What to do: Extract, exactly as written, all lines of the material below from the line that includes "Exercise. Mark the distant city" through its last line.

Exercise material:

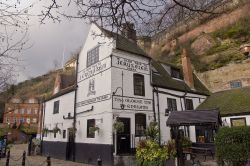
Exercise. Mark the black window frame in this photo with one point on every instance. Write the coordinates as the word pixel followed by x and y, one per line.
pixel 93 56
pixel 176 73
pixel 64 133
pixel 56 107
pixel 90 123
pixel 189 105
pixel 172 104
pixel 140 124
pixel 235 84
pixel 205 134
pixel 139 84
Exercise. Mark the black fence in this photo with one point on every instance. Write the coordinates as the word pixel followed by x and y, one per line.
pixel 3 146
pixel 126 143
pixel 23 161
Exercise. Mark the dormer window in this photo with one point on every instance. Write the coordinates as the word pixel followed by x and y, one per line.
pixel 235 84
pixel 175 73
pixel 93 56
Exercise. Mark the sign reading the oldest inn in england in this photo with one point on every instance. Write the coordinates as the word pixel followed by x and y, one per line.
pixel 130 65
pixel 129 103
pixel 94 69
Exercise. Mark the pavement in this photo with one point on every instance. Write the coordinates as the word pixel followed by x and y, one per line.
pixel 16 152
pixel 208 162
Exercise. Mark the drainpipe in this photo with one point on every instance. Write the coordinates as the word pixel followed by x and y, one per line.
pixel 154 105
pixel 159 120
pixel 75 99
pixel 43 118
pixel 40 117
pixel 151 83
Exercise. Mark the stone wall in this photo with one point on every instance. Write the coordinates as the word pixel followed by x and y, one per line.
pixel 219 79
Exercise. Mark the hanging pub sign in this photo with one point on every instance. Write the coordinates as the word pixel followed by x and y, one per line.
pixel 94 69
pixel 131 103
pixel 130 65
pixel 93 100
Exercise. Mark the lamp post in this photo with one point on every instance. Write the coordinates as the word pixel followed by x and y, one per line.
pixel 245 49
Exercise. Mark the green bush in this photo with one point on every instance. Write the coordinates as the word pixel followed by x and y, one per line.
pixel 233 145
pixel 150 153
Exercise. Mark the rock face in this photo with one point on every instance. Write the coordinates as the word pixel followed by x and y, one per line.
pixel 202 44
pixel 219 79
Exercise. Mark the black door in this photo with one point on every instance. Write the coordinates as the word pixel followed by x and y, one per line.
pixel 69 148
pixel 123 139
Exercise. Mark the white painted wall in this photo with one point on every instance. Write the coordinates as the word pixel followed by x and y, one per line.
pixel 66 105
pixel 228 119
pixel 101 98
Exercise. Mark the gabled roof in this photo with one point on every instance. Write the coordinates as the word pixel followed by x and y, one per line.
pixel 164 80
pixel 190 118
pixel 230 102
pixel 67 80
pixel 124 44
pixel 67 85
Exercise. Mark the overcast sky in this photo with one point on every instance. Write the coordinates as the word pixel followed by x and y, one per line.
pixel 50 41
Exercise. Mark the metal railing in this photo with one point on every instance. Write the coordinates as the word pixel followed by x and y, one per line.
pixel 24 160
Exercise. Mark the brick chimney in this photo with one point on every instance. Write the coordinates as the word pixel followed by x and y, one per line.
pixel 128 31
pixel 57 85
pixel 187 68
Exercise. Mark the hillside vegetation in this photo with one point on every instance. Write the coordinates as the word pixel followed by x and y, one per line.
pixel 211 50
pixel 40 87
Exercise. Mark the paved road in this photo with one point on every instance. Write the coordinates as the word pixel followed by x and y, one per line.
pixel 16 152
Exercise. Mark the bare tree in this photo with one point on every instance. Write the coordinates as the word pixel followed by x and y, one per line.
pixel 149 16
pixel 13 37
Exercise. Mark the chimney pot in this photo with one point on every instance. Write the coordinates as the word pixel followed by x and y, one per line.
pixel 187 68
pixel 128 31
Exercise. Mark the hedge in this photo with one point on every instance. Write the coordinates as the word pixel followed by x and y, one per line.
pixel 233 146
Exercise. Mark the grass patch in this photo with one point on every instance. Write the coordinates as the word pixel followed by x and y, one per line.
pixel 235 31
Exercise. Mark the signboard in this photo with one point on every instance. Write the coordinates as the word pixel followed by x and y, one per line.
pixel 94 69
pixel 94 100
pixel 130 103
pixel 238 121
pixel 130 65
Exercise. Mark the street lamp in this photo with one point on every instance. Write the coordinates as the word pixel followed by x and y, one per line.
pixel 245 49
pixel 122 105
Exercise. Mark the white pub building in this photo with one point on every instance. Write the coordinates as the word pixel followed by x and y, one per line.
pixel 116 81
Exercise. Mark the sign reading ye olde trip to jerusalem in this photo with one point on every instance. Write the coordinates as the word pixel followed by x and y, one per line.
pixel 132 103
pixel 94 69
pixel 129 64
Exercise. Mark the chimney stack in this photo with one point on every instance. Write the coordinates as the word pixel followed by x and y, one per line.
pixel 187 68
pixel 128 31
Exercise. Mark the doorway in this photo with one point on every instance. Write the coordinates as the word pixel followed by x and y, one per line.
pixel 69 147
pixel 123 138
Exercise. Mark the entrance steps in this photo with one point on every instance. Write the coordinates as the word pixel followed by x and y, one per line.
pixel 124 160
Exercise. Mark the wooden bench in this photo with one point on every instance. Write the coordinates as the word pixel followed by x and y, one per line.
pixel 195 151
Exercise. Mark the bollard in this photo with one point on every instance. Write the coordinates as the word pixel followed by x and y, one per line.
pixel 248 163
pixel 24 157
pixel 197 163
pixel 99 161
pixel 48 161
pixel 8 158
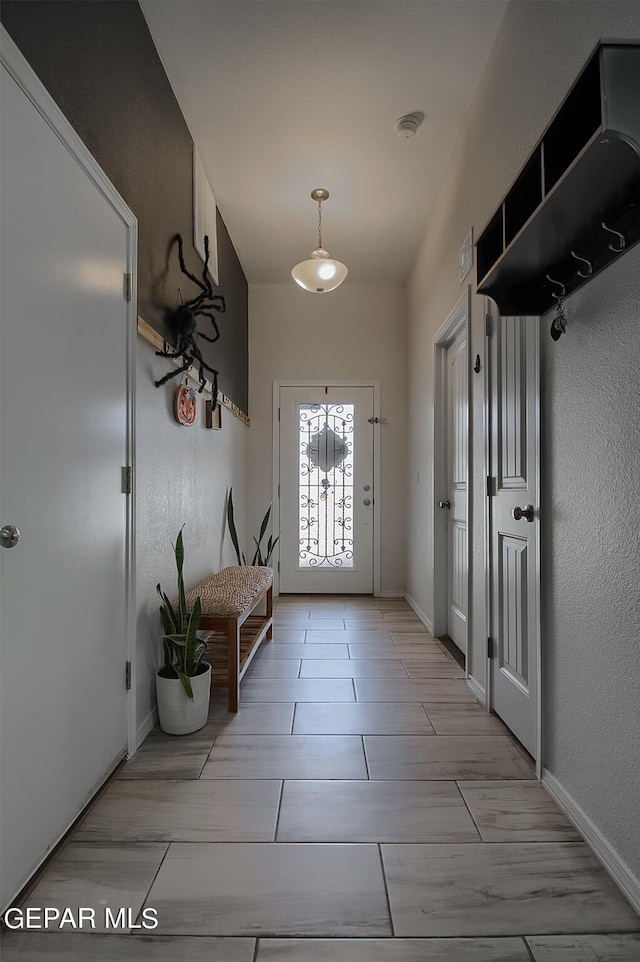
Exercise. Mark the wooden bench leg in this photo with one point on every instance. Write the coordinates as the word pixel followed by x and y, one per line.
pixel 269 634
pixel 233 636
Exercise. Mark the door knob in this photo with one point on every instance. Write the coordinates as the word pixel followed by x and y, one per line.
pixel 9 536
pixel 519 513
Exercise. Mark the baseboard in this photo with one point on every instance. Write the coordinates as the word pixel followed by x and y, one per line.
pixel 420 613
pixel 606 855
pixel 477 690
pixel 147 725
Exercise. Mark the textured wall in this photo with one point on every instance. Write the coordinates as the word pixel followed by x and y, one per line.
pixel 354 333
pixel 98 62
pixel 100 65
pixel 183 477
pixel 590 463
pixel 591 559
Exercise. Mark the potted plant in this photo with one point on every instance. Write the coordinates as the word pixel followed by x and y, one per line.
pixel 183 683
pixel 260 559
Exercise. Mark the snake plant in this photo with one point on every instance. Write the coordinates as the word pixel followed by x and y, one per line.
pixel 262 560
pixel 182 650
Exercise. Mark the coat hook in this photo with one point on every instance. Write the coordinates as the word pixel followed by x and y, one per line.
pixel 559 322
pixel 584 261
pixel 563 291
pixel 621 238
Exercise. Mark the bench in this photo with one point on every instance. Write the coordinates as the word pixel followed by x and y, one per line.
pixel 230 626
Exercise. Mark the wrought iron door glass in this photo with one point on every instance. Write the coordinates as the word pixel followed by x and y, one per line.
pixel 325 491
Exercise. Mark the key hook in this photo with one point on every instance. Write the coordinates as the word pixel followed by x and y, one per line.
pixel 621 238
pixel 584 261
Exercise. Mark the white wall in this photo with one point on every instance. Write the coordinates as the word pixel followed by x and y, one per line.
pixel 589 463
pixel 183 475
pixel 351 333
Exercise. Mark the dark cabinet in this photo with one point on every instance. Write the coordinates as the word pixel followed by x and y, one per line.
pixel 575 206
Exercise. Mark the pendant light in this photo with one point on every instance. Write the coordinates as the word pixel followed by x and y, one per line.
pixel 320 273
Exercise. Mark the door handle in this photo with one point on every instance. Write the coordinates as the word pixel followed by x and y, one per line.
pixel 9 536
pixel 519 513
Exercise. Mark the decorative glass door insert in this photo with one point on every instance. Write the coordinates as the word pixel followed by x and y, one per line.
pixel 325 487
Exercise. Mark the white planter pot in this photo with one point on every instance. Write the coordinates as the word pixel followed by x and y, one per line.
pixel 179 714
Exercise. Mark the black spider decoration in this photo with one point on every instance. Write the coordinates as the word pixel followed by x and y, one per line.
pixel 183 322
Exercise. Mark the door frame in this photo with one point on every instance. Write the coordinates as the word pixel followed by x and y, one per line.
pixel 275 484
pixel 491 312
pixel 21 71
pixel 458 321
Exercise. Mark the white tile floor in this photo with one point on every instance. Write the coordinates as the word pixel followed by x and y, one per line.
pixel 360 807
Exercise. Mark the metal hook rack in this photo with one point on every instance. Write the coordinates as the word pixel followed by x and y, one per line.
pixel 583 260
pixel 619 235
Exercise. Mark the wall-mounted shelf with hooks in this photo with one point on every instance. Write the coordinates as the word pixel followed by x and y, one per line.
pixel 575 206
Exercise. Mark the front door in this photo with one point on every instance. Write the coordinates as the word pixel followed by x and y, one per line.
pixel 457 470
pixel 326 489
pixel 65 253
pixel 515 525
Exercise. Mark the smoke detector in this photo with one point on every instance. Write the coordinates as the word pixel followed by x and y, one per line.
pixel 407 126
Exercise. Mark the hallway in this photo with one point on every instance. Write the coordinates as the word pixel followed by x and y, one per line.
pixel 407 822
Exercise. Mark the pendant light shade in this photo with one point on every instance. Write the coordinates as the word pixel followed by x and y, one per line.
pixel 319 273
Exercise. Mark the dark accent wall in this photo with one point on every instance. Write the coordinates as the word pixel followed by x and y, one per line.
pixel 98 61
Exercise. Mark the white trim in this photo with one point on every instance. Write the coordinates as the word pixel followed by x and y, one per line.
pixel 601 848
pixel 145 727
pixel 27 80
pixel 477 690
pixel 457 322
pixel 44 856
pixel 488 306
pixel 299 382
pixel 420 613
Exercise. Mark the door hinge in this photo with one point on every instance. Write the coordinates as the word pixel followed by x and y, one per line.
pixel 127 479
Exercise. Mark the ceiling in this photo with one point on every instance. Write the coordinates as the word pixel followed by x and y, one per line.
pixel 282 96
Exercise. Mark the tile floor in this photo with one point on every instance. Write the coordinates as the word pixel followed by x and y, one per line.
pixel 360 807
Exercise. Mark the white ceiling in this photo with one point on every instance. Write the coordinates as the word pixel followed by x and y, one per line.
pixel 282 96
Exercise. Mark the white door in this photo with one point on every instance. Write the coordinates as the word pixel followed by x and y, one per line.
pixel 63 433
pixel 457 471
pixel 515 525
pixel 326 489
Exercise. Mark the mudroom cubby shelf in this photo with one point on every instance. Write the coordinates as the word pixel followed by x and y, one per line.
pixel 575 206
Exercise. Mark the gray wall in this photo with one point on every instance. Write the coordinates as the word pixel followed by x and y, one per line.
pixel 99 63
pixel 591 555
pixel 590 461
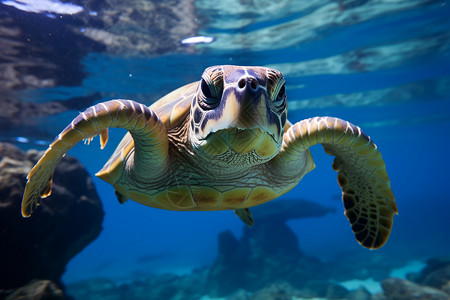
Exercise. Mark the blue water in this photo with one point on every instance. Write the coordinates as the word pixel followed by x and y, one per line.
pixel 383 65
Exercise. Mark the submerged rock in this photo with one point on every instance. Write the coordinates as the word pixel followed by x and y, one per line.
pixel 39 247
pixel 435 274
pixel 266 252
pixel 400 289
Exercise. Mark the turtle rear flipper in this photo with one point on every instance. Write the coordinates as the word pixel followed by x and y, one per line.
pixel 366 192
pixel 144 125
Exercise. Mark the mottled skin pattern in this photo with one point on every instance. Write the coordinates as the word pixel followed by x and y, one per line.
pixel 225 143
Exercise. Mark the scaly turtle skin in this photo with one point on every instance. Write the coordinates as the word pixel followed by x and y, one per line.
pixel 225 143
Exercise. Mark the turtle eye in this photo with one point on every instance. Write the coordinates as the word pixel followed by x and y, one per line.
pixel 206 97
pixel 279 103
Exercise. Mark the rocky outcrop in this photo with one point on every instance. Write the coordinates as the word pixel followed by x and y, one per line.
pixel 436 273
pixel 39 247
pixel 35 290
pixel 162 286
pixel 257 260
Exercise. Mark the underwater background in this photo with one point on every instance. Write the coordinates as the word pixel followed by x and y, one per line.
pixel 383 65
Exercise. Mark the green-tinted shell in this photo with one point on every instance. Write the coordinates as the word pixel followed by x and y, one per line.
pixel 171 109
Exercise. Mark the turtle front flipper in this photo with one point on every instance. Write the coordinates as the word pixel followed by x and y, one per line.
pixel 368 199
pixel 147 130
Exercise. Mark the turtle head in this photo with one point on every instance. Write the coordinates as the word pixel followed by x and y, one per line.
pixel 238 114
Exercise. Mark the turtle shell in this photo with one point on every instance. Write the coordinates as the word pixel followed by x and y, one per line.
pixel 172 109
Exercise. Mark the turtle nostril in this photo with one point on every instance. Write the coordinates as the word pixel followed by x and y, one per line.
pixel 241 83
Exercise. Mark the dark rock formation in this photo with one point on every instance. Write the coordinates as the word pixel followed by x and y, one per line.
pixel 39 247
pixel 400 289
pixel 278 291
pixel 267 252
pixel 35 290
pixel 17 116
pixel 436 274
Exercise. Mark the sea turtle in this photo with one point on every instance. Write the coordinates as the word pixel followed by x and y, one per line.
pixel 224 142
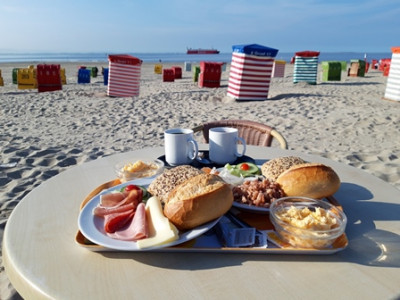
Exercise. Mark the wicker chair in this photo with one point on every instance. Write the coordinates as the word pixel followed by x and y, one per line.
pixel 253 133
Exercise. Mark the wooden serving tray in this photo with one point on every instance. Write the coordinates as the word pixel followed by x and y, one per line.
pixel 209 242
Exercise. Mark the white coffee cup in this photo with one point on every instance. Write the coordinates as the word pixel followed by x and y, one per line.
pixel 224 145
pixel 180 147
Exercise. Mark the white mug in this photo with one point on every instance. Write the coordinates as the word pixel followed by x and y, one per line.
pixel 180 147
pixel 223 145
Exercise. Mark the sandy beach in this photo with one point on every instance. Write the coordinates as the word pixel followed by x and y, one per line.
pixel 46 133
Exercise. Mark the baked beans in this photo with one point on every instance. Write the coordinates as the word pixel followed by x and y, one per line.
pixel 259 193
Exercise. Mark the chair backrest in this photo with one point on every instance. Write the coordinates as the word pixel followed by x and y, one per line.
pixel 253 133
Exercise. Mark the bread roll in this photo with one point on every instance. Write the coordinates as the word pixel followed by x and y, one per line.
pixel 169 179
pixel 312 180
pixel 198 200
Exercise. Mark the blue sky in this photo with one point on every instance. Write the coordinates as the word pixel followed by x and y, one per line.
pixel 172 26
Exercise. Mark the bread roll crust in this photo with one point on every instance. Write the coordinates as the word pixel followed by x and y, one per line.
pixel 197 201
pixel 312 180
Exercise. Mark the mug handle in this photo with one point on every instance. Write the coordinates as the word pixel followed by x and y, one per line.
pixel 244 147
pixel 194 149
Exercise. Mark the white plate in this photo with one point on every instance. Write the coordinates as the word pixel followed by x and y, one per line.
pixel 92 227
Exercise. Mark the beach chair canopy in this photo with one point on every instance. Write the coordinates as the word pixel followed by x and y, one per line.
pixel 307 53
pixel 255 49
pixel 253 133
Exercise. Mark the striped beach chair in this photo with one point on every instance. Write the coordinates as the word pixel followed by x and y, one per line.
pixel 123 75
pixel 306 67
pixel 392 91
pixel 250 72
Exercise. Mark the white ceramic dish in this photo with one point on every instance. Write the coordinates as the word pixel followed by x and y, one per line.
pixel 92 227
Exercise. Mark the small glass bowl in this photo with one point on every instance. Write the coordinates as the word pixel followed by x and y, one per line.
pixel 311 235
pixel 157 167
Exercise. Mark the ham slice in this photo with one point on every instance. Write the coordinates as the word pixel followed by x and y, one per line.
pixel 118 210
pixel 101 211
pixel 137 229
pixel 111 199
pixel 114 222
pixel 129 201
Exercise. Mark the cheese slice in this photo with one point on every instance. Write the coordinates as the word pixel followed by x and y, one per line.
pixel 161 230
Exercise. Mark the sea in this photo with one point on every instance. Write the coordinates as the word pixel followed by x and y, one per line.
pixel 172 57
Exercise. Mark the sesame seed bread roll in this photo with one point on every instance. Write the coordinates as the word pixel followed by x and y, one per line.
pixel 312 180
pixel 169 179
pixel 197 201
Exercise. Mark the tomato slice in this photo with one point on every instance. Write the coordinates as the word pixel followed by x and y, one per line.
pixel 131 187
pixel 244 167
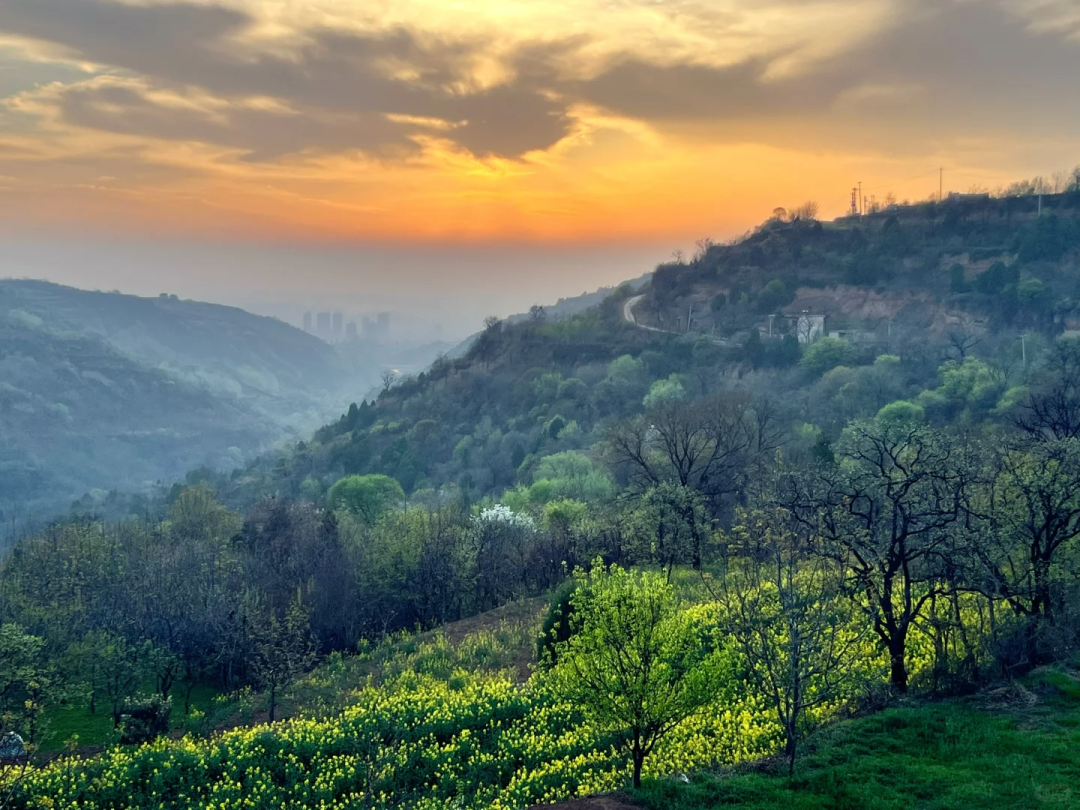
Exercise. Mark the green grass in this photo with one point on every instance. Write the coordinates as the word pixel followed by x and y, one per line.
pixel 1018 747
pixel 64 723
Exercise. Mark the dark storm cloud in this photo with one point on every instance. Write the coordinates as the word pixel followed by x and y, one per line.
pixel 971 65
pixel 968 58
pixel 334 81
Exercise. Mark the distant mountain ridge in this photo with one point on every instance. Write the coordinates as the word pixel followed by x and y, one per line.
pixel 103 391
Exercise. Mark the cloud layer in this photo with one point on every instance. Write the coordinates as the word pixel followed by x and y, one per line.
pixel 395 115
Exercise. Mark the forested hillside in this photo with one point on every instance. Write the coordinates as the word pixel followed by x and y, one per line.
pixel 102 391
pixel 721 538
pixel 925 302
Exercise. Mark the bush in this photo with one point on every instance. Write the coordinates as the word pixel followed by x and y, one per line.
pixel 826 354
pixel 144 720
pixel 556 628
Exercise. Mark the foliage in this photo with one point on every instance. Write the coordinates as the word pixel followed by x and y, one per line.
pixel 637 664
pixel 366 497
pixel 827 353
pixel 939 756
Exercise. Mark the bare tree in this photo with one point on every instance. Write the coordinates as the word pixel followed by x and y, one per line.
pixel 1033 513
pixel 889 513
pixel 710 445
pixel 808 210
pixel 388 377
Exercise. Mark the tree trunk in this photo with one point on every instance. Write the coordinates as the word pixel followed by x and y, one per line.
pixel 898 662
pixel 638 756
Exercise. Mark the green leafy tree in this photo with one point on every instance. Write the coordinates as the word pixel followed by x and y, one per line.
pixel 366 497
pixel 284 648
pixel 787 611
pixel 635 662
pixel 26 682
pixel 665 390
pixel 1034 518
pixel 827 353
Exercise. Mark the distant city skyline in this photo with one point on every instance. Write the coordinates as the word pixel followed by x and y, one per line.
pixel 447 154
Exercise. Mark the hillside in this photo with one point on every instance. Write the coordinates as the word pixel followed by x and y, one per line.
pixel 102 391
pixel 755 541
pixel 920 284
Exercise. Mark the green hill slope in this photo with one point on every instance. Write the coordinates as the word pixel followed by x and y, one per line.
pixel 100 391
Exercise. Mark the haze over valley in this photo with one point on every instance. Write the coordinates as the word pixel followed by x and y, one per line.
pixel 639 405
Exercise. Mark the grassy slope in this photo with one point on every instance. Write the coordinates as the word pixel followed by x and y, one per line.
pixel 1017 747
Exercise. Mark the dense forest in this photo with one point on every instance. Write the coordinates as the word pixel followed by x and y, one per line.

Answer section:
Exercise. Mark the distant city skyline in this photo with one point on every instance. Write the coordinates as the word pixel followed by x and y, one per line.
pixel 447 154
Exercise. Mark the hillside in this photo with one point on every instance. Write the coordinates as the word pixel followed by x and y, one per line.
pixel 102 391
pixel 755 541
pixel 920 284
Exercise. Mark the green hill slope in this photo with one point on every instance. Write the coordinates as the word pixel followed by x and y, one per line.
pixel 100 391
Exercise. Mark the haze over valley in this photo with one point on every instance. Write the coordinates as the word pixel followed by x and y, one per line.
pixel 639 405
Exercise. Mark the grassy slope in this photo with one point on every instance. Write the coordinates as the word pixel followed by x and y, one per line.
pixel 1017 747
Exercise. Mark the dense forest in this photo with one point on every instance. Write the coordinates as the word pixel followed by x and y, one per line.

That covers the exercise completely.